— QUOTED PASSAGE —
§

I and various members of the community of Thanet have been trying to get assurances and evidence to back up claims made by RiverOak Strategic Partners "RSP", Sir Roger Gale MP, Craig Mackinlay MP, various local Cllrs including Robert Bayford, Sam Bambridge, Stuart Piper and Trevor Shonk that night flights will not be required should Manston airport reopen other than in the case of emergency instances.
Despite asking the question absolutely clearly and directly it has still not been possible to get comfort on this issue as the statements made by the above party's, some did not respond at all, were either unclear or deliberately vague when the correct and required response is either yes or no. In addition RSP in their latest limited consultation are now requesting up to 8 flights each night 7 nights a week and in addition a night time quota count of 4000 for cargo operations and 2000 for passenger operations, a greater count than at London Heathrow where I understand, should further expansion be granted, night flights would not be required. How this correlates to statements that night flights are not required or how the QC count level interfaces with a maximum of 8 I am yet to understand and will be seeking clarity from RSP in due course.
As you will have seen from responses to the first consultation some public respondents were told by RSP representatives that there would not be any night flights, some were told they were not in their "current" plans leaving it open for plans in the future to include them. I was told that night flights would be required if customers requested them. At the more recent consultations which, despite the new inclusion of a very large night time quota count and significant new and incredibly important information regarding impacts on health, were only held in two locations with only a few hundred people attending presumably because most thought not much had changed, again answers on this point have been variously reported as unclear or inconsistent between RSP representatives.

§

— STORED DATA —
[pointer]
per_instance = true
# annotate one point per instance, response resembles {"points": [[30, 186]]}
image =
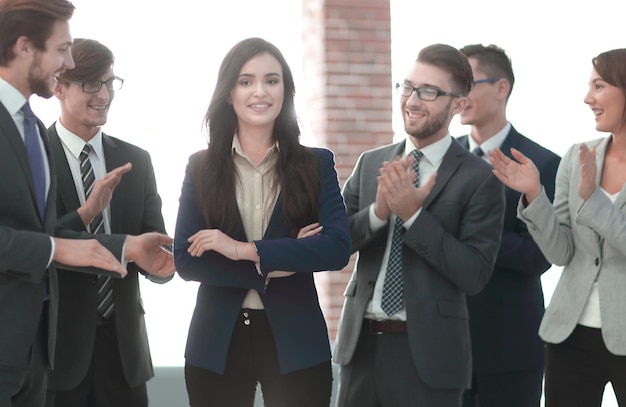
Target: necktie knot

§

— WORK INSTRUCTIONS —
A – Quote the Manston night-flights letter between "I and various" and "of emergency instances.", inclusive.
B – Name every local councillor mentioned in the Manston night-flights letter.
C – Please carry on the Manston night-flights letter from its last sentence.
The entries have no connection to the Manston night-flights letter.

— ANSWERS PROVIDED —
A –
I and various members of the community of Thanet have been trying to get assurances and evidence to back up claims made by RiverOak Strategic Partners "RSP", Sir Roger Gale MP, Craig Mackinlay MP, various local Cllrs including Robert Bayford, Sam Bambridge, Stuart Piper and Trevor Shonk that night flights will not be required should Manston airport reopen other than in the case of emergency instances.

B – Robert Bayford, Sam Bambridge, Stuart Piper, Trevor Shonk

C –
I am sure you can understand the confusion and the unwillingness of those concerned about night flights, who are on both sides of the airport/no airport divide, nobody wants them, to rely on statements made by pro airport supporters and Sir Roger Gale that night flights are not required. Even Sir Roger Gales recent statement, which you will have seen, is ambiguous as it says that RSP "neither needs nor wants scheduled night flights that do not fit in with its business plan" quite cleverly worded to ensure that any night flights that do fit in with its business plan would be required, so again not categoric. Again this is inconsistent with RSP current DCO documentation and their request to the Civil Aviation Authority for night flights without limit.
At consultations RSP have advised that they have included night flights because you "PINS" require then to show the worst possible situation. Others including Sir Roger Gale, Craig Mackinlay, various local Cllrs and airport supporters have also made this assertion. You have I think been asked this question before but your reply was not as categoric as it could have been. My interpretation of your reply was that you had not specified that night flights should be included but merely required the applicant to allow in it's application for the worst case scenario within its own specified airport operation framework, so if it wants night flights it should include them but if it doesn't it can exclude them. What would be helpful to all involved in this process and particularly the large number of people who are concerned about the possibility of night flights, would be if you could confirm the following.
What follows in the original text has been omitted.